EJERCICIO ESCRITO 1:
Enumera cada línea de los registros en la que aparezca la palabra "each".

TEXTO DE LA PÁGINA:

--------------------------------

Sí, es cierto que en las proles suelen abundar características de sus padres, pero creo que a nadie escapa que a veces los actos de los hijos poco tienen que ver con los de los progenitores. Tal y como en la vida abundan los ejemplos de excelentes personas criadas por abusadores, maltratadores o monstruos y viceversa, lo mismo ocurre con los libros, que no son más que eso: universos nacidos de un alguien que los cría y que, una vez solos, son independientes de él.

Hay que darse cuenta de que, en muchos casos, el autor y el relato poco tienen que ver, por mucho que las editoriales y revistas de prensa se empeñen en establecer uniones para volver más interesante la figura del escritor, en aras de dar una mayor atención a entrevistas y similares. Yo mismo he escrito sobre allanamientos de morada, mafia, reencarnación, poliamor y demás y sin haber nunca practicado, ni intervenido, tenido fe, ni nada por el estilo en ninguna de estas facetas. No se tiene por qué ver a una perturbada detrás de obras con contenido sádico, ni a un romántico empedernido tras libros de este género.

--------------------------------

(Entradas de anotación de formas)
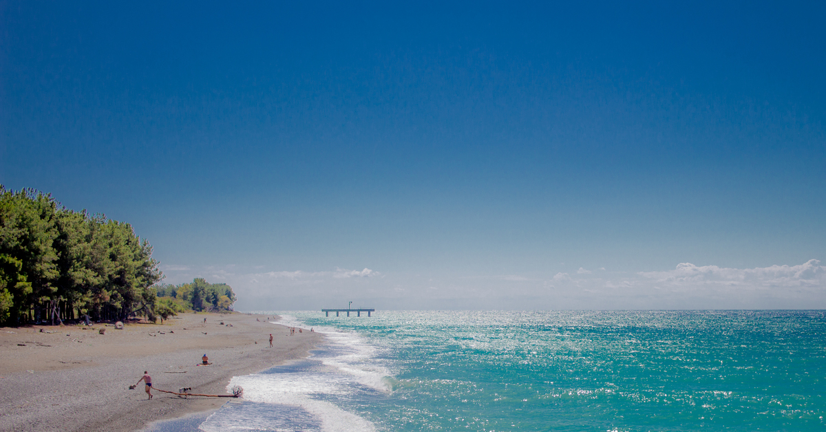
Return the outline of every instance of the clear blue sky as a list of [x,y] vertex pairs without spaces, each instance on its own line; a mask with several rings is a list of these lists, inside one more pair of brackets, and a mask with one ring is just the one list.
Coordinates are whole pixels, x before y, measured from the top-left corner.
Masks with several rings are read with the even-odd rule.
[[568,3],[2,2],[0,183],[243,310],[826,307],[824,3]]

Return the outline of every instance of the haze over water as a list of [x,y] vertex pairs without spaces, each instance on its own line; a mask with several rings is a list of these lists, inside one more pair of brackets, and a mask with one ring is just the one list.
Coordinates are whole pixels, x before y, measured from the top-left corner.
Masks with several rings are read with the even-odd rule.
[[826,427],[824,311],[282,313],[330,344],[235,379],[204,430]]

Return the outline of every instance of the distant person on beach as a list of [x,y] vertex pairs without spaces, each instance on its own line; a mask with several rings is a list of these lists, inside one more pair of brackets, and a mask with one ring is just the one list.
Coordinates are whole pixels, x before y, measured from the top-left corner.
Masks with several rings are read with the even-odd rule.
[[148,371],[144,371],[144,376],[140,377],[140,379],[135,385],[137,386],[141,381],[146,383],[146,394],[149,395],[149,399],[152,399],[152,393],[150,392],[150,389],[152,388],[152,377],[150,377]]

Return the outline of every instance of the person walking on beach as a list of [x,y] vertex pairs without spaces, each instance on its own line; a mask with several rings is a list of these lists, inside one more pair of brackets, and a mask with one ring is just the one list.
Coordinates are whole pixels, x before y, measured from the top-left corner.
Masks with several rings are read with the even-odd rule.
[[141,381],[146,383],[146,394],[149,395],[149,398],[147,400],[152,399],[152,393],[150,392],[150,390],[152,388],[152,377],[150,377],[149,372],[144,371],[144,376],[140,377],[140,379],[139,379],[135,385],[137,386]]

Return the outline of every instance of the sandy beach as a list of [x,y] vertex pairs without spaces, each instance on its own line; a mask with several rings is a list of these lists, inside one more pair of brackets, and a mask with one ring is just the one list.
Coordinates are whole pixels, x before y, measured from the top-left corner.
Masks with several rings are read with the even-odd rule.
[[[265,318],[188,313],[124,330],[104,324],[0,328],[0,430],[140,430],[154,420],[216,409],[230,399],[154,392],[148,401],[143,383],[129,386],[146,370],[159,389],[228,394],[232,377],[306,357],[322,338],[308,329],[290,335]],[[212,364],[197,366],[204,354]]]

--------------------------------

EJERCICIO ESCRITO 2:
Según el texto de la página, ¿sobre qué temas afirma haber escrito quien lo firma sin haberlos practicado nunca?

RESULTADO 1:
Return the outline of every instance of the clear blue sky as a list of [x,y] vertex pairs without spaces, each instance on its own line; a mask with several rings is a list of these lists, inside one more pair of brackets, and a mask with one ring is just the one list.
Return the outline of every instance of the haze over water as a list of [x,y] vertex pairs without spaces, each instance on its own line; a mask with several rings is a list of these lists, inside one more pair of brackets, and a mask with one ring is just the one list.
Return the outline of every instance of the distant person on beach as a list of [x,y] vertex pairs without spaces, each instance on its own line; a mask with several rings is a list of these lists, inside one more pair of brackets, and a mask with one ring is just the one list.
Return the outline of every instance of the person walking on beach as a list of [x,y] vertex pairs without spaces, each instance on its own line; a mask with several rings is a list of these lists, inside one more pair of brackets, and a mask with one ring is just the one list.
Return the outline of every instance of the sandy beach as a list of [x,y] vertex pairs without spaces, each instance on its own line; a mask with several rings is a list of these lists, inside one more pair of brackets, and a mask with one ring is just the one list.

RESULTADO 2:
Sobre allanamientos de morada, mafia, reencarnación y poliamor.